How many lines in the data below contain the string "detect", with case taken into account? Give only the number.

━━━ DATA SHOWN

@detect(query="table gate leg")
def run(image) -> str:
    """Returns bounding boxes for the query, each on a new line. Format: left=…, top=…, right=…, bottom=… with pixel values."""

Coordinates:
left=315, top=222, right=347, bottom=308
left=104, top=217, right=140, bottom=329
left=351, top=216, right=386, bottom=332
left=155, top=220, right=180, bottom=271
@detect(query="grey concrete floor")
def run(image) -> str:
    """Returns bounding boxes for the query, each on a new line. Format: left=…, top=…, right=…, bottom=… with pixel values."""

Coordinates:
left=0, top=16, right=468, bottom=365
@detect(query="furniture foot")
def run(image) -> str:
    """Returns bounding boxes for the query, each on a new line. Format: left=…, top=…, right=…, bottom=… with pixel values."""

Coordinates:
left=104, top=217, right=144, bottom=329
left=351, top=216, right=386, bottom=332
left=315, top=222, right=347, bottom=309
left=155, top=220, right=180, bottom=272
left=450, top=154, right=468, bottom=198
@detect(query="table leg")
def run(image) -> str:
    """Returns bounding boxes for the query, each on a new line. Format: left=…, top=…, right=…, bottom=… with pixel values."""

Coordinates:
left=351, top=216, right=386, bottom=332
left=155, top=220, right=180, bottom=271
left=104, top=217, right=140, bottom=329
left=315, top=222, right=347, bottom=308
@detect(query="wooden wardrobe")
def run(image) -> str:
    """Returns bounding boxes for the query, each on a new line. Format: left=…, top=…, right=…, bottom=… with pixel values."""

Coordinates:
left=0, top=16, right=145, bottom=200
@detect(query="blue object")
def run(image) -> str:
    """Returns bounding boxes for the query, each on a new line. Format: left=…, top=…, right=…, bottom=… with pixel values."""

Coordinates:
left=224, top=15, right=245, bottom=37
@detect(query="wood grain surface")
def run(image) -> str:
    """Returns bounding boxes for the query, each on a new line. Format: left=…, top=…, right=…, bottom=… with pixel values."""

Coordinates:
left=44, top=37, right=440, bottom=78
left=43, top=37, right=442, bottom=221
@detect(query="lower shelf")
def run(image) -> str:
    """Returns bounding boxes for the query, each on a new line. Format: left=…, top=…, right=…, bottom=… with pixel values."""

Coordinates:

━━━━━━

# SOLUTION TO THE PROBLEM
8